Only the pictures should be left out; repeat the rest of the data exactly.
── Dataset ──
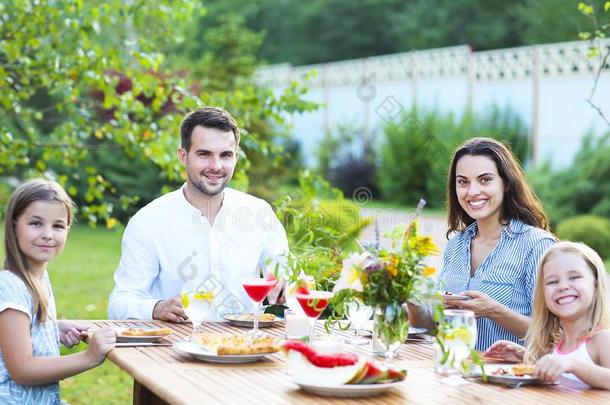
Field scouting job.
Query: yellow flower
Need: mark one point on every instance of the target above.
(392, 265)
(425, 246)
(428, 271)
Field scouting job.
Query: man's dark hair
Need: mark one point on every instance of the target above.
(208, 117)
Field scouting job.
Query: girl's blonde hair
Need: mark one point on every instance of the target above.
(545, 332)
(16, 261)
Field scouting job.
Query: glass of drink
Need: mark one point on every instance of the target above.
(257, 289)
(197, 305)
(357, 314)
(296, 324)
(313, 304)
(458, 334)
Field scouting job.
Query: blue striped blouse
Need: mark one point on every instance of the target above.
(507, 275)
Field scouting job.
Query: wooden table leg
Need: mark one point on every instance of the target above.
(143, 396)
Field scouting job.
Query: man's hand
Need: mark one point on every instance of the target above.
(71, 333)
(170, 310)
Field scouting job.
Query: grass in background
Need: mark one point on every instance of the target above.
(392, 206)
(82, 279)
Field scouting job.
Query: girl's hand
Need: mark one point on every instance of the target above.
(506, 350)
(480, 304)
(100, 343)
(550, 367)
(71, 333)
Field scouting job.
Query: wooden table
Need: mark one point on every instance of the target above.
(163, 375)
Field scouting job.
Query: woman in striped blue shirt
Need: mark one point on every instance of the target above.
(501, 232)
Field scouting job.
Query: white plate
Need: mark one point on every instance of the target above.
(348, 390)
(507, 379)
(368, 330)
(205, 355)
(250, 324)
(135, 339)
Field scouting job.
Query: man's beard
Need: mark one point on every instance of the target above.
(204, 189)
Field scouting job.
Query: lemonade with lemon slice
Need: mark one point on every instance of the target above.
(458, 333)
(197, 305)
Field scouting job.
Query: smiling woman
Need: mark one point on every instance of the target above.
(500, 232)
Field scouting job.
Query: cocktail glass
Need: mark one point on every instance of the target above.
(313, 304)
(197, 306)
(257, 289)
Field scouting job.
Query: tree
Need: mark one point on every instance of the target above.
(64, 68)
───
*Task result*
Field scouting job.
Query: yellow flower
Need: mark one point on every instance of the target above.
(392, 265)
(425, 246)
(428, 271)
Field scouting job.
Query: man's dark hair
Need: mark one point on every instance of the target above.
(208, 117)
Field scouting job.
Query: girl's blonde hair
Need: mark one point on every instance of the target above.
(545, 332)
(16, 261)
Field scouting job.
Query: glass of drink
Need: mark one point on every instance of the target above.
(257, 289)
(197, 305)
(357, 314)
(296, 324)
(313, 304)
(458, 334)
Field scouting job.
Query: blue striped blouse
Need: mark one point on every instance of the target above.
(507, 275)
Field scouting job.
Query: wooden table leg
Need: mark one point on every instance of the target above.
(143, 396)
Field scouting job.
Query: man's hand
Need: mark one point on every instance of the target above.
(71, 333)
(170, 310)
Field scouting job.
Query: grass in background
Need: mark one point on every instance of the target above.
(392, 206)
(82, 279)
Field scouting job.
Query: girl's hand
Need: mark one point on every instance of the target above.
(506, 350)
(480, 304)
(100, 343)
(550, 367)
(71, 333)
Field scouting job.
Query: wooden table
Need: mark one point on every instance of the target above.
(163, 375)
Field scouting job.
Query: woman in striped blue shirt
Need: mark one point on every instance of the target above.
(501, 232)
Field scouting job.
Query: white plate
Need: mark one point on every instance of the target above.
(348, 390)
(507, 379)
(368, 330)
(205, 355)
(250, 324)
(135, 339)
Field scouting job.
Query: man's beard
Need: mark one point on every instance of the target above.
(204, 189)
Field scouting job.
Query: lemonade with lemon slice
Need: mark one point on every instance of the target above.
(458, 333)
(197, 305)
Field scouting job.
Query: smiling woman
Need: mark one point on every instance of the target above.
(500, 232)
Field scouting job.
Query: cocktail glass
Need: mark one point on every instance of the target above.
(313, 304)
(197, 306)
(257, 289)
Field scouting job.
Query: tree
Need: mark one point on every instance of the target above.
(64, 68)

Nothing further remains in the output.